9. The family and the community are central to the well-being of the child. Therefore in any decisions consideration should be given to:
a. Ensuring that the family, community and other significant role players are consulted in all decisions relating to the child.
b. How decisions affecting the offender will affect the child, family and community.
c. The particular relationship between the offender and the child must be considered.
d. Keeping disruptive intervention into child, family and community life to a minimum in order to avoid secondary victimisation of the child.
10. A person who commits a sexual offence must be held accountable for his or her actions and should be encouraged to wholly accept responsibility for his or her behaviour, and to develop insight into the impact of such behaviour on the child and family.
11. In deciding sanctions for a person who has been found guilty of committing a sexual offence against a child:
a. The sanctions applied should ensure the safety and security of the child, family and community;
b. The sanctions should promote the restoration of the child, family and community.
In addition
c. The young sexual offender bears special consideration in respect of sanctions and rehabilitation.
d. In considering the long-term goal of safety and security of children, families and communities, the possibility of rehabilitating the sexual offender should be considered.
e. The interests of the victim should be considered in any decision regarding sanctions.
12. In all actions, in the investigation, the procedures, penalties and other actions, there should be awareness of, respect for, and cognizance taken of the needs, values and beliefs of particular cultural and ethnic groups applicable to the victim, the offender, and to their communities.
13. The victim has the right to protection from publicity about the offence.
14. The child and family are entitled to receive such therapeutic assistance as is necessary to promote healthy functioning. Where possible the offender should make a financial or material contribution to such assistance.
2.6.1 The principles embodied in the UN Convention on the Rights of the Child, 1989; the African Children’s Charter, 1990; the Constitution, 1996; and the above set of principles should underlie all legislative reforms. It should further guide the conduct of all actors involved in this field.
[13] For the text, see Van Bueren (ed) International Documents on Children 7 et seq.
1[4] For the text, see Van Bueren (ed) International Documents on Children 33 et seq.
[15] The possibility of a Community Charter of Rights of Children is being discussed within Europe: European Parliament Doc. EN\PR\122138.
[16] In accordance with African tradition, the responsibilities of children are also recognised. See Article 31 of the African Charter on the Rights and Welfare of the Child, 1990.
[17] For a description of the genesis of the section on children’s rights, see Lourens du Plessis and Hugh Corder Understanding South Africa’s Transitional Bill of Rights 186. The section was incorporated basically unchanged as section 28 of the new Constitution, 1996. See further Julia Sloth-Nielsen “Chicken soup or chainsaws: Some implications of the constitutionalisation of children’s rights in South Africa” 1996 Acta Juridica 7 et seq.
[18] See, for instance, Fraser v Children’s Court, Pretoria North 1997 2 SA 218 (T) on the constitutionality of section 18(4)(d) of the Child Care Act, 1983.

▶ [RECORDS SUPPLIED]

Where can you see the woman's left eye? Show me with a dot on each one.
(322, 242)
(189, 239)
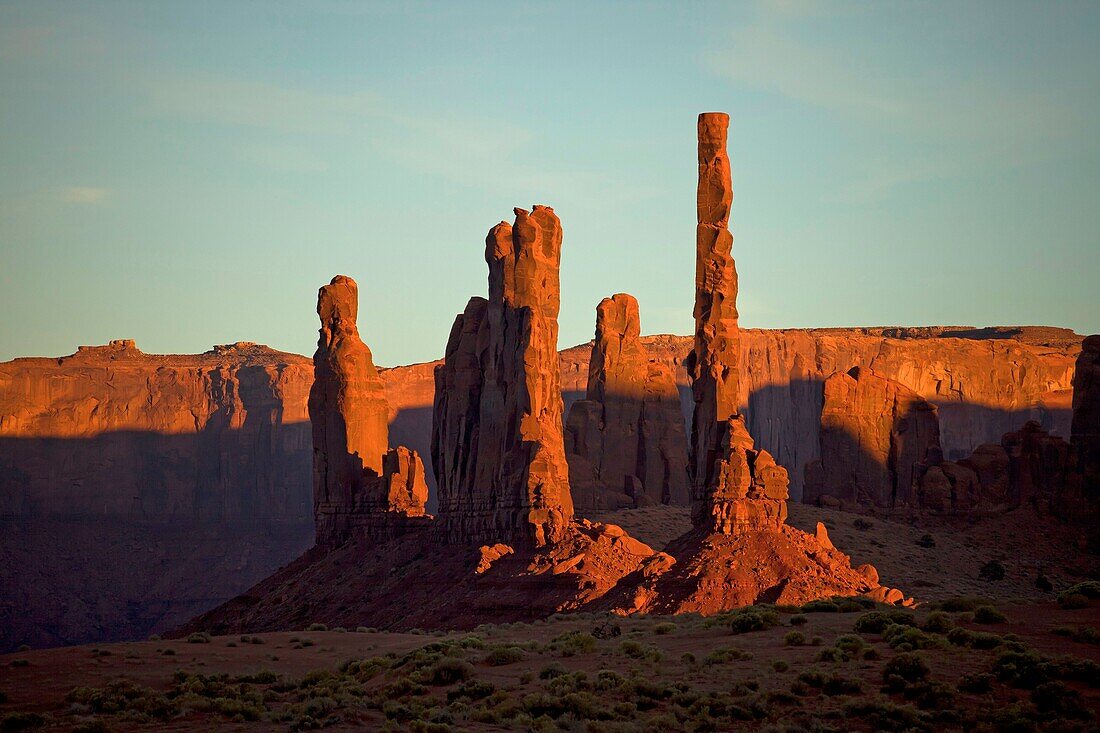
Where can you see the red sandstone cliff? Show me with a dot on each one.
(625, 441)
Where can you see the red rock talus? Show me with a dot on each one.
(875, 434)
(497, 447)
(360, 487)
(733, 487)
(625, 441)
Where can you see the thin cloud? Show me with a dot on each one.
(85, 195)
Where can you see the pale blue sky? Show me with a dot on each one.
(188, 174)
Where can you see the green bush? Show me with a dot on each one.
(504, 655)
(752, 620)
(875, 622)
(449, 670)
(937, 623)
(908, 666)
(794, 638)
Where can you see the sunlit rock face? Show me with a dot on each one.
(361, 488)
(497, 448)
(625, 441)
(734, 487)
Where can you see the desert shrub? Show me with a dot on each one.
(751, 620)
(573, 643)
(908, 638)
(1082, 634)
(1056, 699)
(1090, 589)
(504, 655)
(821, 606)
(831, 654)
(931, 695)
(992, 571)
(838, 685)
(908, 666)
(883, 714)
(551, 670)
(937, 623)
(977, 684)
(963, 603)
(813, 678)
(875, 622)
(449, 670)
(988, 614)
(1024, 669)
(794, 638)
(20, 721)
(726, 654)
(849, 643)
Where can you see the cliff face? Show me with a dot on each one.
(112, 431)
(158, 485)
(199, 462)
(496, 445)
(625, 441)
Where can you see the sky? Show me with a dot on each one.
(186, 174)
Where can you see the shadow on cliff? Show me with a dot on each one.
(784, 420)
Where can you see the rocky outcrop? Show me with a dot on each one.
(733, 485)
(1085, 433)
(625, 441)
(361, 488)
(876, 436)
(497, 447)
(138, 490)
(740, 550)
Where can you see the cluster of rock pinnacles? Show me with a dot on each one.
(499, 440)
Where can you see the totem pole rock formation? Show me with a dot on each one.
(361, 488)
(1085, 431)
(625, 440)
(733, 485)
(875, 435)
(497, 448)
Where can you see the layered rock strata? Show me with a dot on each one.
(733, 485)
(875, 434)
(361, 488)
(497, 447)
(625, 441)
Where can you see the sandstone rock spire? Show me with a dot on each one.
(497, 447)
(625, 440)
(360, 485)
(733, 485)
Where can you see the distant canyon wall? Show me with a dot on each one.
(199, 467)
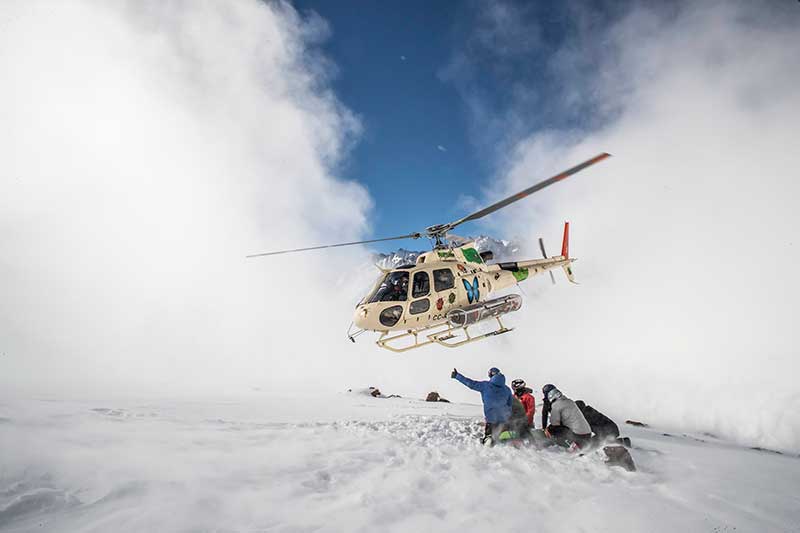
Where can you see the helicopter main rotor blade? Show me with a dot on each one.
(527, 192)
(409, 236)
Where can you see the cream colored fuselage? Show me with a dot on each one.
(439, 282)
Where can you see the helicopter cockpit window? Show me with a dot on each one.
(443, 279)
(422, 285)
(393, 288)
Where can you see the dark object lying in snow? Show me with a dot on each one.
(619, 456)
(603, 427)
(434, 397)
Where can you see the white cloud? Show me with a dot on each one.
(685, 314)
(146, 148)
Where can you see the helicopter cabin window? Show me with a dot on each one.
(422, 285)
(443, 279)
(393, 288)
(419, 306)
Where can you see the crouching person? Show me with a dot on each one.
(604, 429)
(567, 425)
(496, 398)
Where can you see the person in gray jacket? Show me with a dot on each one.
(567, 426)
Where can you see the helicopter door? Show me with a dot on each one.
(420, 289)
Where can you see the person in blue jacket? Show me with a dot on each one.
(496, 399)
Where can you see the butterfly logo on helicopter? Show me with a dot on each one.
(423, 303)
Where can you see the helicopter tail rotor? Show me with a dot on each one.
(544, 254)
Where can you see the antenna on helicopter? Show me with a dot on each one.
(438, 232)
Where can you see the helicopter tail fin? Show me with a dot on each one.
(565, 254)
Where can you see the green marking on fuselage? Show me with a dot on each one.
(472, 255)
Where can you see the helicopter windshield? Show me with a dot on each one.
(393, 288)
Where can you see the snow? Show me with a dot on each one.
(350, 462)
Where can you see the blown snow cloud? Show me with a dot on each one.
(146, 148)
(687, 238)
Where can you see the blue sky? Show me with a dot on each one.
(443, 89)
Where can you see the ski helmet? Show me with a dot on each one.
(553, 395)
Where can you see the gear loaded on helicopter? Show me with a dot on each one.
(449, 289)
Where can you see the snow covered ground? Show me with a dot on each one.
(350, 462)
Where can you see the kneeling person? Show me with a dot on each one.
(568, 427)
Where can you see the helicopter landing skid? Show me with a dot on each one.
(450, 333)
(389, 342)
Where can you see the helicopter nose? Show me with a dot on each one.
(360, 317)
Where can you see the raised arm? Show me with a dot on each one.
(471, 383)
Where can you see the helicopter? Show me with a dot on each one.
(449, 289)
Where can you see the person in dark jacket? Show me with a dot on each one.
(518, 423)
(496, 399)
(604, 428)
(567, 426)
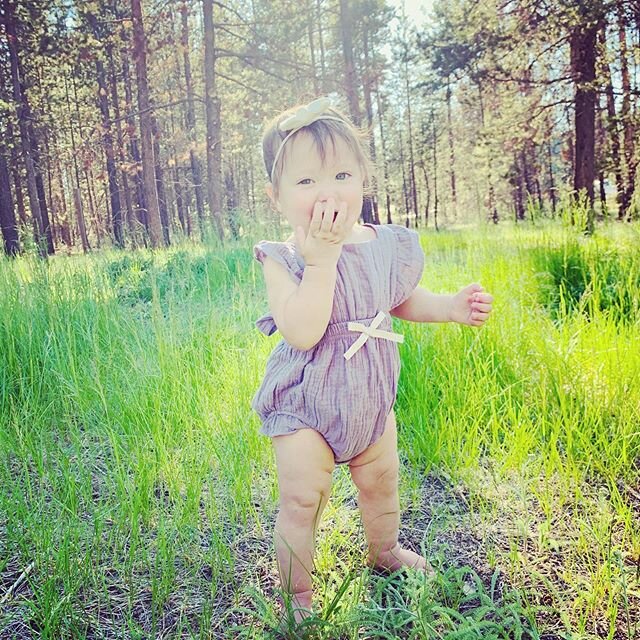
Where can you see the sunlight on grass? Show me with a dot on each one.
(134, 478)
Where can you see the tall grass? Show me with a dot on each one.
(133, 478)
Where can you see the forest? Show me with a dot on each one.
(127, 129)
(137, 497)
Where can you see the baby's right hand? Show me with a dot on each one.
(322, 245)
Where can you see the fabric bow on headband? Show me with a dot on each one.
(303, 117)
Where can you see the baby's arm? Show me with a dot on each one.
(469, 306)
(301, 312)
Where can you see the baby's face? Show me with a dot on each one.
(306, 179)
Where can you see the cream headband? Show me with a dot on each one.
(303, 117)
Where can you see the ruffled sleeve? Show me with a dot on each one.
(283, 254)
(409, 263)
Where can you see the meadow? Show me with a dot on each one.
(137, 498)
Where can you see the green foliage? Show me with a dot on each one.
(590, 278)
(132, 473)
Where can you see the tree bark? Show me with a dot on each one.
(190, 121)
(107, 140)
(385, 165)
(350, 79)
(7, 212)
(146, 135)
(452, 155)
(141, 206)
(24, 115)
(162, 196)
(214, 142)
(612, 124)
(583, 59)
(77, 198)
(115, 100)
(626, 116)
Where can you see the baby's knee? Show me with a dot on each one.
(303, 506)
(380, 479)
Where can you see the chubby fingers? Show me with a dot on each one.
(329, 208)
(481, 306)
(340, 224)
(316, 219)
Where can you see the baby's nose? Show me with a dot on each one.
(325, 194)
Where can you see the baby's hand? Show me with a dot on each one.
(322, 244)
(471, 306)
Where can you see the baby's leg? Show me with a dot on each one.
(305, 462)
(375, 473)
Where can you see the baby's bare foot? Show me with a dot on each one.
(398, 558)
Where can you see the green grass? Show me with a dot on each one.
(135, 485)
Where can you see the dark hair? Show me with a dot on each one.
(324, 132)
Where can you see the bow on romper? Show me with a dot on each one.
(344, 391)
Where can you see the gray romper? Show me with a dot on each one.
(346, 401)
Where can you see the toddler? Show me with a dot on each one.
(329, 387)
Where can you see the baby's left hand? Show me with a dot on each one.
(471, 306)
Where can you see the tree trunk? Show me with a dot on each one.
(626, 116)
(312, 48)
(412, 170)
(141, 206)
(190, 121)
(115, 100)
(612, 124)
(552, 185)
(583, 59)
(323, 69)
(24, 115)
(77, 198)
(385, 166)
(162, 196)
(7, 212)
(493, 210)
(214, 142)
(350, 79)
(107, 140)
(452, 156)
(146, 135)
(367, 83)
(435, 170)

▶ [THINGS TO DO]
A. Answer the following from the principles text on sexual offences against children:
(i) What right does principle 13 give the victim?
(ii) As which section of the 1996 Constitution was the section on children's rights incorporated, according to note [17]?
(iii) Under principle 14, what should the offender make, where possible?
B. Reproduce verbatim the stretch of the principles text on sexual offences against children from "In addition" through "should be considered.".

▶ [ANSWERS BELOW]
A.
(i) The right to protection from publicity about the offence.
(ii) Section 28.
(iii) A financial or material contribution to the therapeutic assistance that the child and family are entitled to receive.

B.
In addition
c. The young sexual offender bears special consideration in respect of sanctions and rehabilitation.
d. In considering the long-term goal of safety and security of children, families and communities, the possibility of rehabilitating the sexual offender should be considered.